GIVEN TASK A:
In the forum thread about converting .doc files to .pdf, which version of Python is the asker using?

TEXT BLOCK:

↓

Search code examples
python-2.7loopspdf-conversioncomtypes

Looping over the .doc files to convert them to .pdf (Python)


I am looking for a solution to convert .doc files to .pdf in Python 2.7.x It seems to be quite not so straight-forward to handle .doc files in Python, compared to .docx and pdf. So far the most suitable and working solution seems to be for me this although when I try to extend it to loop over .doc files in a given directory I encounter an error:

_ctypes.COMError: (-2146823114, None, (u"Sorry, we couldn't find your file.     Was it moved, renamed, or deleted?\r (C:\\windows\\system32\\PrivateCourse_AR.doc)", u'Microsoft Word', u'wdmain11.chm', 24654, None))

Here is the code:

import os
import comtypes.client

os.chdir('C:\Users\Domi\PycharmProjects\STStransl-auto\doc')

↑

[Source rows]
↓

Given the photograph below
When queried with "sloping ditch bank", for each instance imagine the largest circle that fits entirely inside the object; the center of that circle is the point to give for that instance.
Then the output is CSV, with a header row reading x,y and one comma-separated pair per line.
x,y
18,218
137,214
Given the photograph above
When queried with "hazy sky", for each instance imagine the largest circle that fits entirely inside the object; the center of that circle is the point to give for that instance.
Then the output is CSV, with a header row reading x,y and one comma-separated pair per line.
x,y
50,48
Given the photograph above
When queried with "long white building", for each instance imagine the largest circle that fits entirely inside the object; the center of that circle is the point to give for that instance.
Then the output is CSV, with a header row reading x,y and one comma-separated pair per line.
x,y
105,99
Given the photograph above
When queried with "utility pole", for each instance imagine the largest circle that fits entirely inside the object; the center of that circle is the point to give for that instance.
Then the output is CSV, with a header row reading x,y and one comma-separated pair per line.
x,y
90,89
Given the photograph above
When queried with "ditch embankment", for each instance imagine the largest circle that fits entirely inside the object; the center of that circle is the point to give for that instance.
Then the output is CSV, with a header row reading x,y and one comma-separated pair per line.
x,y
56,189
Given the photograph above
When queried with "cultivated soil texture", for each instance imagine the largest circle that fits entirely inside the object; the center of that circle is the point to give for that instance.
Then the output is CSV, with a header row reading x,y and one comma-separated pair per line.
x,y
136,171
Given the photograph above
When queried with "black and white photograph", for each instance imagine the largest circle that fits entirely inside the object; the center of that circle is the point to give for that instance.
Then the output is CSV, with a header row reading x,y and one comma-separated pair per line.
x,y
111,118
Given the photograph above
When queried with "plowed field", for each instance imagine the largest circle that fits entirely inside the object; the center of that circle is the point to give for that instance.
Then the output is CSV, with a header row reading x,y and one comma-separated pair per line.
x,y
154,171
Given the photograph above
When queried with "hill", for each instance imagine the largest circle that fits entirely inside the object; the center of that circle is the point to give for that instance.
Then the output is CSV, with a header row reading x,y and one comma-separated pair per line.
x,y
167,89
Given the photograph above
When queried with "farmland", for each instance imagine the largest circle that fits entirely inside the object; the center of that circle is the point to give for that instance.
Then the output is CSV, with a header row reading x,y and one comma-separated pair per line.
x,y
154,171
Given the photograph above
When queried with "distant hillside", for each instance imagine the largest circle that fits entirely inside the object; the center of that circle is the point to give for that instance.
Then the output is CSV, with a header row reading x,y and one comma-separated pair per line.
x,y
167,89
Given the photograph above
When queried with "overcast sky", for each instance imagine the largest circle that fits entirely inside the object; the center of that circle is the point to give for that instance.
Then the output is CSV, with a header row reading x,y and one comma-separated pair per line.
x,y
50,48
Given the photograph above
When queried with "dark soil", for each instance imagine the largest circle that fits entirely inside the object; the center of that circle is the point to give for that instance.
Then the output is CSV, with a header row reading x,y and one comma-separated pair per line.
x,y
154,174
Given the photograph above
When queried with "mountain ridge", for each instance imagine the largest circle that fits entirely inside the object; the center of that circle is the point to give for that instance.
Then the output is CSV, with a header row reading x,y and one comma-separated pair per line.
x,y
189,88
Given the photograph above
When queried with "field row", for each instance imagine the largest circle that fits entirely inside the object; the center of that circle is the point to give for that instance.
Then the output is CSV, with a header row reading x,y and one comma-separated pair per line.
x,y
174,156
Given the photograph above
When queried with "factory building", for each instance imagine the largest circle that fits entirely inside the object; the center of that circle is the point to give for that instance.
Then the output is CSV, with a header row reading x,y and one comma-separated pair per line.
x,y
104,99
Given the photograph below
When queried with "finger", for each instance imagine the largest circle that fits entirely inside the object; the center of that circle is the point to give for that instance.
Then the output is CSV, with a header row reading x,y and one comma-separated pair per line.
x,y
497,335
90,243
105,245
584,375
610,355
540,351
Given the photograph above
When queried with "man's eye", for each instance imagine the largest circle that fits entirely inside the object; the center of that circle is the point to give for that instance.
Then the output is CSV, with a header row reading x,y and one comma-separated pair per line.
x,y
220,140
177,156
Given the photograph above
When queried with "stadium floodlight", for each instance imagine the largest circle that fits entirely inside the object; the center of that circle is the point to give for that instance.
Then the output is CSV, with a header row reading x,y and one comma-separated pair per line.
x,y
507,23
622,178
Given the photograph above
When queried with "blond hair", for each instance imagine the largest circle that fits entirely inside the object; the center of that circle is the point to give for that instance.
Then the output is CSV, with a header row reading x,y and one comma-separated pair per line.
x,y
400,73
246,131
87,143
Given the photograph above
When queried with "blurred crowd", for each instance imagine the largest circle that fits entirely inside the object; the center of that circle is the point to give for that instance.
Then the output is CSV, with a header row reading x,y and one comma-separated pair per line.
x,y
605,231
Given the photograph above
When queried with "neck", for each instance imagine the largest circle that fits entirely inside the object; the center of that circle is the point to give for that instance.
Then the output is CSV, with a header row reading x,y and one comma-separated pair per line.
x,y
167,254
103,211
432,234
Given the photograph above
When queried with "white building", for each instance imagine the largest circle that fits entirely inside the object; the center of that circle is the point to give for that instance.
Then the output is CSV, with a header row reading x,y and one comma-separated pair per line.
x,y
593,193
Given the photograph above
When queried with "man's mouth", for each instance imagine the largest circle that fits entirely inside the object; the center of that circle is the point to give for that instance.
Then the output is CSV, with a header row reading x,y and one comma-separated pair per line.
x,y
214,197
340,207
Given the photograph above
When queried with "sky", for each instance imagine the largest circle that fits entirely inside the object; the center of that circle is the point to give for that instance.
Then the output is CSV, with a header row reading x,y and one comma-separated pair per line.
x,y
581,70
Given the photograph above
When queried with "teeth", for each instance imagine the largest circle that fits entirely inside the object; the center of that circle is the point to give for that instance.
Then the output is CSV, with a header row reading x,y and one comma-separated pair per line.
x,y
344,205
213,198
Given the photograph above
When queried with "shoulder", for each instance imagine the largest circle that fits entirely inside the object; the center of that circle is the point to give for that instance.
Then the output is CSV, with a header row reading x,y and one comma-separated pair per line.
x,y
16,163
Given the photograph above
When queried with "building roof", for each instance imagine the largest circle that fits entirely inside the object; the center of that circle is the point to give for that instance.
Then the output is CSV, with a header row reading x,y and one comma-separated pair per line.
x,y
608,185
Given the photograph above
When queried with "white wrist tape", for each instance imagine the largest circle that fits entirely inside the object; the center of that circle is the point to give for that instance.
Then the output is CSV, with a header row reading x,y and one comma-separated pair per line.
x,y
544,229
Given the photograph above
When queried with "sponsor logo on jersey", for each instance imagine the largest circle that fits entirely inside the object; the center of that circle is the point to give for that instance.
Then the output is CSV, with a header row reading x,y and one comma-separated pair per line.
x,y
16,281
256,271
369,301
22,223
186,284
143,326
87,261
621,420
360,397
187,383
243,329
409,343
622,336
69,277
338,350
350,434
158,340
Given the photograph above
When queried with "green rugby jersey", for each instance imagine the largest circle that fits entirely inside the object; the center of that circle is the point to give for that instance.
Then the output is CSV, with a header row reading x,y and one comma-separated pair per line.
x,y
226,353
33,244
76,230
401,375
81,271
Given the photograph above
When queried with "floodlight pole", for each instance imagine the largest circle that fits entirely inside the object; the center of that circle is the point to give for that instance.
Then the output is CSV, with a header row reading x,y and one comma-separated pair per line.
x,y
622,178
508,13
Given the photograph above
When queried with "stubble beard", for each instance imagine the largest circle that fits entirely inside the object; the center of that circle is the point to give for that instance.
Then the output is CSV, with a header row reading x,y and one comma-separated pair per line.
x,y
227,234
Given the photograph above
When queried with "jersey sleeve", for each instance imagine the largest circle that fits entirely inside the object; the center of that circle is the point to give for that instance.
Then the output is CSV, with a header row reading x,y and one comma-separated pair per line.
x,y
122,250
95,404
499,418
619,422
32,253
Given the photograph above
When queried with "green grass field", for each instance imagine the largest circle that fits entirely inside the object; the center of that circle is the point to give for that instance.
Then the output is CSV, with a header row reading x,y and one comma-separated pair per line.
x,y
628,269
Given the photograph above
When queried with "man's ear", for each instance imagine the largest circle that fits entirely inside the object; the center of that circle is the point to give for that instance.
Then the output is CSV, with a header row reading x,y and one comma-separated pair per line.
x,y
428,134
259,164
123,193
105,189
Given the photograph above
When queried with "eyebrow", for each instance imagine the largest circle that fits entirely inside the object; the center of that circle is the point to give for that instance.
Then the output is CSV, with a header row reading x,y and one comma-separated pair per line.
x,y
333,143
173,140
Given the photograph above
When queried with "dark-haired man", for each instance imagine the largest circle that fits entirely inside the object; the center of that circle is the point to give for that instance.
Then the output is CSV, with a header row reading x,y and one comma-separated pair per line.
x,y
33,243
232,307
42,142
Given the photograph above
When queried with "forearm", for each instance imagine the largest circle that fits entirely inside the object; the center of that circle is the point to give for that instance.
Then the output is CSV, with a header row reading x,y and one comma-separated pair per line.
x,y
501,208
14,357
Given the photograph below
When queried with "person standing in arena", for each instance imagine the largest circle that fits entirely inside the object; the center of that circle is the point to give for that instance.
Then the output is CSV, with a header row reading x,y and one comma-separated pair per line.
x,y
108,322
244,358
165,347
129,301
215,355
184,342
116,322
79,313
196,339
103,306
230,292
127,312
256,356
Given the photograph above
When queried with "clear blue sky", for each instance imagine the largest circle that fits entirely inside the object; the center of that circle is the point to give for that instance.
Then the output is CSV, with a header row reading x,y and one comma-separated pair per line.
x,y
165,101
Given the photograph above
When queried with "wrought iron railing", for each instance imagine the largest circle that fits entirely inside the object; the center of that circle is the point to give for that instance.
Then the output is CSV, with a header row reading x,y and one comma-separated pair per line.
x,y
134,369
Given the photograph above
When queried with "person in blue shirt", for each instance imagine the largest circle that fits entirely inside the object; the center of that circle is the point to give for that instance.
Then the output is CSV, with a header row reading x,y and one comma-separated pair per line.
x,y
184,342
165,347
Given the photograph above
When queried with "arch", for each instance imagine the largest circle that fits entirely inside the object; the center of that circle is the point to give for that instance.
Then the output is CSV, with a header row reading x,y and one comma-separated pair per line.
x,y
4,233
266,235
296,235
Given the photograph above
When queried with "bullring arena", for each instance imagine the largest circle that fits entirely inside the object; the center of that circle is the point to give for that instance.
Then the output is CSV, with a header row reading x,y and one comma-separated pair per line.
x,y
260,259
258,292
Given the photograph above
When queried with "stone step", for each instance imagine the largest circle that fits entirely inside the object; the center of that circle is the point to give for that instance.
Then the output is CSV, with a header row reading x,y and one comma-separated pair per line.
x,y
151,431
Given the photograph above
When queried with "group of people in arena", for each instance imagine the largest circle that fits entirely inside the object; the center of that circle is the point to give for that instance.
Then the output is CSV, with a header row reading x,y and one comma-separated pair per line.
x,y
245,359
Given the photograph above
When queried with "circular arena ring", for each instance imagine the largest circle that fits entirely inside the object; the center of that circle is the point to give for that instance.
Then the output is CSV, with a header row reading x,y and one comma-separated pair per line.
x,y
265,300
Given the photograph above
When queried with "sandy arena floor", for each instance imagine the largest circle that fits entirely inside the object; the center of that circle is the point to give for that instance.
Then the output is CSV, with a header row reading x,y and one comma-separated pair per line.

↑

GIVEN TASK B:
How many lines of the rows above contain the string "green", with case counting? Reply with the number alone.

FULL OUTPUT A:
Python 2.7.x

FULL OUTPUT B:
2